▶ **Problem to work on**
Copy out, word for word, everything in the listing below, from its very first line down through the line containing "[[[8,952],[1267,935],[1267,663],[429,651],[0,683]]]", with both of those lines included.

▶ **Material shown**
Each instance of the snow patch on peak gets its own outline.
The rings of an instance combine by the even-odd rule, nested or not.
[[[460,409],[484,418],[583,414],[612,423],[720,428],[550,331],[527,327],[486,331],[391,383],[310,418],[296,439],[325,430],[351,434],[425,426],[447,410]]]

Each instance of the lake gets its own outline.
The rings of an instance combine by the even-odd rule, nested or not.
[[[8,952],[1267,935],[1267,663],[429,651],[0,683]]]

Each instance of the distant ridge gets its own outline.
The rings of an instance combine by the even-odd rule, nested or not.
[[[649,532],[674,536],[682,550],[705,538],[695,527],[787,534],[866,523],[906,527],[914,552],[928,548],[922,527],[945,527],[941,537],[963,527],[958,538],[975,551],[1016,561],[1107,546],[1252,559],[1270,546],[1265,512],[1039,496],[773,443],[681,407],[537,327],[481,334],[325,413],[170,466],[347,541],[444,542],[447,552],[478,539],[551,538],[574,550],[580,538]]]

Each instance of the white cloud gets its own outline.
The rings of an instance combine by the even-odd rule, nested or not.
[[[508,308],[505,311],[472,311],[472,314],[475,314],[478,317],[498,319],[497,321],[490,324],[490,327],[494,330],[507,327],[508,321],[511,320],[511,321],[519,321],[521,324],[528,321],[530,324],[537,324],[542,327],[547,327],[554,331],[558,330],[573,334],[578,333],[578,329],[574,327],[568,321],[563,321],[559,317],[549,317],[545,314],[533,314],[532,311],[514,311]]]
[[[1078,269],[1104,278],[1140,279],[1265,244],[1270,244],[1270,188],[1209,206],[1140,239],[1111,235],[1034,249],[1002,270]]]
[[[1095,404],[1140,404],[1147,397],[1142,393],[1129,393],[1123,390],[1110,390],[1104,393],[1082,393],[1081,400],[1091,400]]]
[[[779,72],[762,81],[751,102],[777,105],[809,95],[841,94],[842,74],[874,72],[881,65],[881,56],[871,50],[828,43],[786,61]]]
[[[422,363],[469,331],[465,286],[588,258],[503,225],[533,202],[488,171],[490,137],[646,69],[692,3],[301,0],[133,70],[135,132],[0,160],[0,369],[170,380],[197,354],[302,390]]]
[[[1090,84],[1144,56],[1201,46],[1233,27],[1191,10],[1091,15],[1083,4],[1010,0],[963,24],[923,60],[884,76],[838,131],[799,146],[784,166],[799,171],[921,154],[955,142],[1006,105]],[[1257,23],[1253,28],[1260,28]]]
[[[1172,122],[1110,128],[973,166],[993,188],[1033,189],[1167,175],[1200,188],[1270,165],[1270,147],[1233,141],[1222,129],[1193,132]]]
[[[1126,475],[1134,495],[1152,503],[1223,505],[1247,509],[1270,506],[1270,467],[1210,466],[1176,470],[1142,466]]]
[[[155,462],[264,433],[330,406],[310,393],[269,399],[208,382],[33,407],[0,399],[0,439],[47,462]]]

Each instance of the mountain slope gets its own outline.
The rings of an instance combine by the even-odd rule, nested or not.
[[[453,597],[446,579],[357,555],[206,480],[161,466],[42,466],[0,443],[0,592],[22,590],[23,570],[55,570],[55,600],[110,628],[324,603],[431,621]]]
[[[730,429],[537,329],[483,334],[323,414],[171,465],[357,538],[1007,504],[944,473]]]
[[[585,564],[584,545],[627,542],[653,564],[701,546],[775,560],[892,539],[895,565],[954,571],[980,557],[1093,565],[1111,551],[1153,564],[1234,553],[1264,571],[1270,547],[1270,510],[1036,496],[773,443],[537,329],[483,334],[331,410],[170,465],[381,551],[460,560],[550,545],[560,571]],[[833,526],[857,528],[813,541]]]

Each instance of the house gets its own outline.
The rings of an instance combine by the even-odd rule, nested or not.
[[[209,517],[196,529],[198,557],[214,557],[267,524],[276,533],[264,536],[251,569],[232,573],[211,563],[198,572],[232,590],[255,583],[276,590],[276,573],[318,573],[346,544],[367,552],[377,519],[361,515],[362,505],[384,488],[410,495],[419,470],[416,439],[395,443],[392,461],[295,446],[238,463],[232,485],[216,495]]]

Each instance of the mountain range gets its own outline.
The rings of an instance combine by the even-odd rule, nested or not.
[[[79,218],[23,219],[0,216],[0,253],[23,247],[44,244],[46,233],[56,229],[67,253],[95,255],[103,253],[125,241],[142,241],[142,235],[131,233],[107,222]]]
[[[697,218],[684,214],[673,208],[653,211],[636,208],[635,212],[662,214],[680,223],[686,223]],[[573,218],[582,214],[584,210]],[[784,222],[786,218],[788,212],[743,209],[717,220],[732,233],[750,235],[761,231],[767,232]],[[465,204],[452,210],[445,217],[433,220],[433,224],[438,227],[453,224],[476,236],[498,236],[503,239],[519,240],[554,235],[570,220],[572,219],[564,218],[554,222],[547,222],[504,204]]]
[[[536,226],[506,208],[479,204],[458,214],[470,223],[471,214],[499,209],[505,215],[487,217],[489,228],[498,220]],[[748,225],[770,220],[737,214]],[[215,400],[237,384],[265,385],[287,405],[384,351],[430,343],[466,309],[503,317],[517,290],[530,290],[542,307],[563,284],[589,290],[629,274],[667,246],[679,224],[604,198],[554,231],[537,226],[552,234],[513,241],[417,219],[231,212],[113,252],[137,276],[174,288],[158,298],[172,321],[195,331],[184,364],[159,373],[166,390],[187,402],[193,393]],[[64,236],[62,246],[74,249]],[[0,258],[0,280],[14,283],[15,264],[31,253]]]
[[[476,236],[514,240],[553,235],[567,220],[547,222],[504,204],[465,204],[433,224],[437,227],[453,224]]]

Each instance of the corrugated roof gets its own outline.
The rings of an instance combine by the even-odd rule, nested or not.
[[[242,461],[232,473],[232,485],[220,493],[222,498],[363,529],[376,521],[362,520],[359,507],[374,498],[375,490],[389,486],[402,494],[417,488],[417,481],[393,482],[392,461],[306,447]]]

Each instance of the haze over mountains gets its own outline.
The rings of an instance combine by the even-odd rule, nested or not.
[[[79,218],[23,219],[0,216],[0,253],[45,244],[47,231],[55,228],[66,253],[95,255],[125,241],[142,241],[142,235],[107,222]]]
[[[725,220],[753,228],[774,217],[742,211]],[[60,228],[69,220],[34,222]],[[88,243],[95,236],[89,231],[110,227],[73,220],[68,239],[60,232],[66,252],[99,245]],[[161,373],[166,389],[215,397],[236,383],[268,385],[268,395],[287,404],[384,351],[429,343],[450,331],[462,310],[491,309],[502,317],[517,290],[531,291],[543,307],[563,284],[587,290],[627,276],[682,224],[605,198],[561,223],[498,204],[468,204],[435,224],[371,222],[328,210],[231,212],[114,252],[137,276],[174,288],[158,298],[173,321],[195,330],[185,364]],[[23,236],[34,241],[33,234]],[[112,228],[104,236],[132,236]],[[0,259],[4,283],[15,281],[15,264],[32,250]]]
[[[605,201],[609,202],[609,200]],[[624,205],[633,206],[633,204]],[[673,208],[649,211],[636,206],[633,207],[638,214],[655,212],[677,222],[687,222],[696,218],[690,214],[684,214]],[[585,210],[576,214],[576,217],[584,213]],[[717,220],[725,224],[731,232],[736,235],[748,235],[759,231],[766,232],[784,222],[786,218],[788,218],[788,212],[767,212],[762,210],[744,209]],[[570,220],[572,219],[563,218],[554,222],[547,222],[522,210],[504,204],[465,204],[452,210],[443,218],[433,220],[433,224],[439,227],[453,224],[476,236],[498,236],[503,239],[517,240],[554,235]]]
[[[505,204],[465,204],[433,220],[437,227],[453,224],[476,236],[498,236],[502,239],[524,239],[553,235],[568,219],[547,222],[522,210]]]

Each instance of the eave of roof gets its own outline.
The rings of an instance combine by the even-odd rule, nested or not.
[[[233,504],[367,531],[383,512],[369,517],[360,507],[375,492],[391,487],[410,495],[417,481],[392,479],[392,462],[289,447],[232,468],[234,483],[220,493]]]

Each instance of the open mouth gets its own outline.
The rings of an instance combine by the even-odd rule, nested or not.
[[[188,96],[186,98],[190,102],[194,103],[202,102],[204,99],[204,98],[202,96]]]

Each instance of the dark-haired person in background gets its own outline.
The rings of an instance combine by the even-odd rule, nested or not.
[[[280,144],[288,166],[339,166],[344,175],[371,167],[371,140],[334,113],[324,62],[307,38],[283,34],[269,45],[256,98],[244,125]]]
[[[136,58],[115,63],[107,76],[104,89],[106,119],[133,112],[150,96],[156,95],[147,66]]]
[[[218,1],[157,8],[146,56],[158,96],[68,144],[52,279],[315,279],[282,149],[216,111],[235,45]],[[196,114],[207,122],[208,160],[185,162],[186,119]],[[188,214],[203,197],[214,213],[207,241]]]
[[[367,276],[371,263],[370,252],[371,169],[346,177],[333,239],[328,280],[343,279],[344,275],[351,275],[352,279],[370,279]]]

▶ **Result**
Each instance of the snow patch on peak gets its own outline.
The rings of an instance combine by the even-odd rule, nested or not.
[[[460,409],[484,418],[583,414],[612,423],[720,428],[550,331],[527,327],[486,331],[391,383],[310,418],[296,439],[325,430],[351,434],[425,426],[447,410]]]

Each instance of the lake gets its own outline.
The rings of an instance combine by the even-odd rule, nested or not.
[[[8,952],[1267,935],[1267,663],[429,651],[0,683]]]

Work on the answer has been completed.